◆ **Goals**
**A)** Return a portion of the passage on SemEco word for word, beginning at "I hesitate to" and stopping after "conditions.".
**B)** In the passage on SemEco, what did Herder claim reason depends on?

◆ **Reading text**
____
I forgot to mention that for similar reasons I avoid to use
information (processing) mechanistics and terminology.

There are certainly some relationships between SemEco and
Marx-Engels' thinking, in particular what concerns sights on the role
of things for humans. But I think, on the whole, the differences
weigh heavier. It will be easier and more fruitful to discuss that
relationship later on. I understand your urge for making comparisons.
I hesitate to say, but my experience is, that comparing SemEco and
traditional thinking on this or that detail level did often hinder
rather than help understanding in early stages of getting involved.
The basics are so entirely different and you cannot mix. I will be
glad to discuss any comparison that may be revealing under fruitful
conditions.

The 19th century developments, especially German idealism and the
materialist reaction thereupon have in my understanding been leading
in the off. Kant has prepared that split. We cannot build on either.
While the 18th century had laid a forgotten foundation: evolutive and
dialogical, avoiding both historicism and necessity, astonishingly
non-dualistic, truly humanistic in a very pervasive sense of
non-separation facts and values, etc., etc. Indeed there were people
like Diderot, Ferguson, Herder and others who had clearly seen that
understanding the human condition, an anthropology based on
observation, is essential to all the rest of understanding and
knowledge. Kant said reason is absolute and given; Herder claimed it
depends on language and language is a human evolvement.
____
◆ **Material**
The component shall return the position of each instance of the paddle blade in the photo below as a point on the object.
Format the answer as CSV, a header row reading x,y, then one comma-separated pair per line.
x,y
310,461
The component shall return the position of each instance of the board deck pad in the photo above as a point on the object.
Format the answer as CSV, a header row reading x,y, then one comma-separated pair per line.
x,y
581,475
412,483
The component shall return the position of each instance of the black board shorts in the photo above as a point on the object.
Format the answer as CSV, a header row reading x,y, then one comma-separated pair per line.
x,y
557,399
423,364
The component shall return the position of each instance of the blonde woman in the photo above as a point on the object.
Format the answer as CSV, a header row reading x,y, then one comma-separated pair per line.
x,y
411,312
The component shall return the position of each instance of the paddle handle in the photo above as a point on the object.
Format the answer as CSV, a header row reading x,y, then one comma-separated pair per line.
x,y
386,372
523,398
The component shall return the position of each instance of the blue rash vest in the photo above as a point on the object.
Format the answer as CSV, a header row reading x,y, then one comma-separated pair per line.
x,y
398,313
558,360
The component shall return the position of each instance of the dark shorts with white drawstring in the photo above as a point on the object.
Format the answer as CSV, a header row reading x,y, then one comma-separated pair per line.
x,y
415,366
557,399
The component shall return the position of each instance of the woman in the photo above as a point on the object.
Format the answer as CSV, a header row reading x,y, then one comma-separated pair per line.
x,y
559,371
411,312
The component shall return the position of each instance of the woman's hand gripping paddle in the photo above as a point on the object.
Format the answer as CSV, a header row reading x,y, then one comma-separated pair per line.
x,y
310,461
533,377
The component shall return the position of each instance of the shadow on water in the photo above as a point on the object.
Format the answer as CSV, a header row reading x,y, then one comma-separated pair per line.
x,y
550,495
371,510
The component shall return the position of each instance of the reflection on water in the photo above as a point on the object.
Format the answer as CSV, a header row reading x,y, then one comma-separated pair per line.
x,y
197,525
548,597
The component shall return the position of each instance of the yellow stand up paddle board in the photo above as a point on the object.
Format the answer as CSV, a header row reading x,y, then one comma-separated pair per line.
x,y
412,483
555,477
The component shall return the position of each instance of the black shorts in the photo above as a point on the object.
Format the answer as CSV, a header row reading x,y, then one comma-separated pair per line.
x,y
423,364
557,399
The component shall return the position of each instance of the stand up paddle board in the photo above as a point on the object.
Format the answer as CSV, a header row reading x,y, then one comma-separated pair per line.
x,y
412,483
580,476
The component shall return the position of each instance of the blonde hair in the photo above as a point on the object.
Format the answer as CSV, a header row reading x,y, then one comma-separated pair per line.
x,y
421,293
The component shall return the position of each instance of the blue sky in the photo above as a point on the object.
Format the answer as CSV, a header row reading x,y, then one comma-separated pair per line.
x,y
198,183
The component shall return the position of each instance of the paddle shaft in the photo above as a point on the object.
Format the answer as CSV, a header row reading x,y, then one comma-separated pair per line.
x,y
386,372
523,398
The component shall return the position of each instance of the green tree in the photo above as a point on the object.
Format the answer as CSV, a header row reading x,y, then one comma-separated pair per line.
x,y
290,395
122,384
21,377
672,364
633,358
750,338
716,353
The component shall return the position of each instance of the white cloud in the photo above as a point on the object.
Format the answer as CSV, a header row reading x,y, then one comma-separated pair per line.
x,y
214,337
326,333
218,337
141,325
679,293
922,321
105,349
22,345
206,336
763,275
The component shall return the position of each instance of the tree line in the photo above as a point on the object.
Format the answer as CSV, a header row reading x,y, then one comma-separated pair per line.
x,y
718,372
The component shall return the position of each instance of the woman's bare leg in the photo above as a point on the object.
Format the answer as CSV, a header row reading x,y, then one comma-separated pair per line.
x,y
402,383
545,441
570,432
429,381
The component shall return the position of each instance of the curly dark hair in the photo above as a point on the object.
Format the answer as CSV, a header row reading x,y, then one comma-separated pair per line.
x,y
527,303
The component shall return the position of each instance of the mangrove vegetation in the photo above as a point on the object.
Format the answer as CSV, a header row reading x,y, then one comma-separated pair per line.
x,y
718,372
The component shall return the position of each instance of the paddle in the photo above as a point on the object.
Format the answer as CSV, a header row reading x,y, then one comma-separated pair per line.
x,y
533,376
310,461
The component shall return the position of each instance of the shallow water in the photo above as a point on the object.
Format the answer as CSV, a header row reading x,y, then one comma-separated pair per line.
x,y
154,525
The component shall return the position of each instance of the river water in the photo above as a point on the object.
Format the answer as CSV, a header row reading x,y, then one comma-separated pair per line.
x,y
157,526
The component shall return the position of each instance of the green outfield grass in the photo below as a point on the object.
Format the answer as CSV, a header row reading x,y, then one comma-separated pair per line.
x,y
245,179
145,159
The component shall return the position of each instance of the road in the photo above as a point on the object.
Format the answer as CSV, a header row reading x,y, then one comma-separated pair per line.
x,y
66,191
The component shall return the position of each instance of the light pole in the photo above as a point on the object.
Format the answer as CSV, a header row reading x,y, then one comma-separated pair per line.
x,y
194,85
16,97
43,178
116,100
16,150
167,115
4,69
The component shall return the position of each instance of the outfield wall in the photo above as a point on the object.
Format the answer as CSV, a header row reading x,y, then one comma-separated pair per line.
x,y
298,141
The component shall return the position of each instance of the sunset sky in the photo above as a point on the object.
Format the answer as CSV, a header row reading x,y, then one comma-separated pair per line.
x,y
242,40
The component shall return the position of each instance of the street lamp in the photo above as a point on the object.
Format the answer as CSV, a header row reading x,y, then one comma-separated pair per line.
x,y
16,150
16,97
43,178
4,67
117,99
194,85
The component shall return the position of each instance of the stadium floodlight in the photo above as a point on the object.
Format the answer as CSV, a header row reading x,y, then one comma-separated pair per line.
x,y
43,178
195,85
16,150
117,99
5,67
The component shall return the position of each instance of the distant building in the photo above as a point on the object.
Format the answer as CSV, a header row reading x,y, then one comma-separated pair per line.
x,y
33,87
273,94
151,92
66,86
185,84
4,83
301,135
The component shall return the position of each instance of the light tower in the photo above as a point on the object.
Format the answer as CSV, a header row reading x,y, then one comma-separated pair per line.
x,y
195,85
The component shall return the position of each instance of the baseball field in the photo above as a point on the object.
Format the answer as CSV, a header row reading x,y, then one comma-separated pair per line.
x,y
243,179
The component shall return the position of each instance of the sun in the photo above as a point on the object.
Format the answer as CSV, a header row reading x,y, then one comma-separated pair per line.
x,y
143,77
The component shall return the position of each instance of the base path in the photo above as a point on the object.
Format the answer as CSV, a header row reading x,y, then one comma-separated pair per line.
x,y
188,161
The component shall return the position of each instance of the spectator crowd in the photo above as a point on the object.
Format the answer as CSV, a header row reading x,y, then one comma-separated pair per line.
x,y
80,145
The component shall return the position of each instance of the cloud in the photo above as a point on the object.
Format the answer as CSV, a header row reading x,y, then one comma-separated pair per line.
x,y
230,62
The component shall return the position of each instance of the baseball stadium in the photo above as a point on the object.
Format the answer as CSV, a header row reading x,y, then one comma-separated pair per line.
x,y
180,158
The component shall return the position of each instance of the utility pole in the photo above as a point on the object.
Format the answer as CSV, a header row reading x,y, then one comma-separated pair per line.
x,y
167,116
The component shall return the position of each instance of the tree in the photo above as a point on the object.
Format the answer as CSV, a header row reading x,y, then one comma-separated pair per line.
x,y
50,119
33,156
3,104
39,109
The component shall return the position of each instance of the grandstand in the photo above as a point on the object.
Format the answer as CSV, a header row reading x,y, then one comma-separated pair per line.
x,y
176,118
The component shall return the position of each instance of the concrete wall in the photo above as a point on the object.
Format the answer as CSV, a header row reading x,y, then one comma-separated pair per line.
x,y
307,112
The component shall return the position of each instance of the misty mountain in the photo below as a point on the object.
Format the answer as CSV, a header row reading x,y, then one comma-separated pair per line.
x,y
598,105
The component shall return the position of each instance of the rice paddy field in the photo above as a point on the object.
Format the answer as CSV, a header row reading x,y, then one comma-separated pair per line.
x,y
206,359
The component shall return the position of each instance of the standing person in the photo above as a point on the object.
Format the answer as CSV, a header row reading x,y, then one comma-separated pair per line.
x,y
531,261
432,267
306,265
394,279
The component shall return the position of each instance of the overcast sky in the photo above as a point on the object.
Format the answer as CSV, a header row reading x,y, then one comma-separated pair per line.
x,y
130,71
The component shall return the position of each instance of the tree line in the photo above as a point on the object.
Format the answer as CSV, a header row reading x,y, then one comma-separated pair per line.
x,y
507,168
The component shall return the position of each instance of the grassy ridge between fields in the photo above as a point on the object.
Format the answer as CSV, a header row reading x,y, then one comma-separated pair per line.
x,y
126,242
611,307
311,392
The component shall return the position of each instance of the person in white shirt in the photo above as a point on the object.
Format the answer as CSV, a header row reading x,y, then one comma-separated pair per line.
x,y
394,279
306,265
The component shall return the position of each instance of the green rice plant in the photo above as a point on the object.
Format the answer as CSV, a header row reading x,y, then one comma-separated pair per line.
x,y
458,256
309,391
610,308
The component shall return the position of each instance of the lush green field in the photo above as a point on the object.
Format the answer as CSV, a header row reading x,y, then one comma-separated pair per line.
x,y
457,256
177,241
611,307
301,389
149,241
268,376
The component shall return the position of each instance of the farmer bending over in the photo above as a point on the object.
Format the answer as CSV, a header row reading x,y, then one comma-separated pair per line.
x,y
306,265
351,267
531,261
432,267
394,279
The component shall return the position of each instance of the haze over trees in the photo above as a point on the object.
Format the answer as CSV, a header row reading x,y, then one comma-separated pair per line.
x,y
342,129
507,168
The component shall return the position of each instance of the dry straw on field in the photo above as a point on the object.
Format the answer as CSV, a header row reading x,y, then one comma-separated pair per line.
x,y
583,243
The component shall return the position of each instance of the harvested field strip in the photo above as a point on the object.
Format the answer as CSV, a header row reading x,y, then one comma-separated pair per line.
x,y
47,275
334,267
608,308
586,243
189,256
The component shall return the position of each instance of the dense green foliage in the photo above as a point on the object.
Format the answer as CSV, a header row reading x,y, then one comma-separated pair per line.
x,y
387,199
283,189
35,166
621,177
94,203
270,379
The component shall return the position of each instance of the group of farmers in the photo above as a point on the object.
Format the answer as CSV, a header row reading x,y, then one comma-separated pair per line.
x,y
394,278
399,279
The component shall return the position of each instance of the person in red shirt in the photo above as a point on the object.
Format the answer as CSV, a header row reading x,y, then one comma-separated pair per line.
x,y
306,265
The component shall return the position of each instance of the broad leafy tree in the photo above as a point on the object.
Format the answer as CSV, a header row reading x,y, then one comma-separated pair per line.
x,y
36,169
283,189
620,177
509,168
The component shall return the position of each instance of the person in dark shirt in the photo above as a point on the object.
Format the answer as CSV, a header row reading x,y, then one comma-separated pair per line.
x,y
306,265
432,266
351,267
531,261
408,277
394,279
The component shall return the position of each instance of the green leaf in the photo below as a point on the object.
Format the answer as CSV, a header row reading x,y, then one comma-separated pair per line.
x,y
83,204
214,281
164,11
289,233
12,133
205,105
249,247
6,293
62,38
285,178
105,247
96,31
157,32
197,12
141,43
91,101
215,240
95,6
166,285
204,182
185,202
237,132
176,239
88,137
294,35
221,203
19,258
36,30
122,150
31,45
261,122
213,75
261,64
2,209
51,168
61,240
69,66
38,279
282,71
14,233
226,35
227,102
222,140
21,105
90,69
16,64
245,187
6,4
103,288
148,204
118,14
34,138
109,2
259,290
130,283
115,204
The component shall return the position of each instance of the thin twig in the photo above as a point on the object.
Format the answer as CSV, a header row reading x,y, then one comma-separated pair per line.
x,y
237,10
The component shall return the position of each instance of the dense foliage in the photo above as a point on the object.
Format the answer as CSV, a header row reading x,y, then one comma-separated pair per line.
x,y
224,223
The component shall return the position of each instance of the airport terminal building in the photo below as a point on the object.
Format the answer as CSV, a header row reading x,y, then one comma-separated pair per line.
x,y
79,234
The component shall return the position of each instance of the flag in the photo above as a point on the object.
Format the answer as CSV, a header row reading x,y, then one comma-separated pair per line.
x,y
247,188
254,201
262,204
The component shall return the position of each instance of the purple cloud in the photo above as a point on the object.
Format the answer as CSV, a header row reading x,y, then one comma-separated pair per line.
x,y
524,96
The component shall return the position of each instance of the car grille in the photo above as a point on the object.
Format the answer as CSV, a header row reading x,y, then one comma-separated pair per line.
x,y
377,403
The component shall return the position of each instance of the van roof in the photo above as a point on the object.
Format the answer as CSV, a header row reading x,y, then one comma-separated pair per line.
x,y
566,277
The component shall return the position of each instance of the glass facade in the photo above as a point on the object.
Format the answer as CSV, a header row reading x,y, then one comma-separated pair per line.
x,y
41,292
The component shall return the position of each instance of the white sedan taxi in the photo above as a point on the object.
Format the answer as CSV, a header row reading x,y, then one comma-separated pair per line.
____
◆ **List of solutions**
**A)**
I hesitate to say, but my experience is, that comparing SemEco and
traditional thinking on this or that detail level did often hinder
rather than help understanding in early stages of getting involved.
The basics are so entirely different and you cannot mix. I will be
glad to discuss any comparison that may be revealing under fruitful
conditions.

**B)** Herder claimed that reason depends on language, and that language is a human evolvement.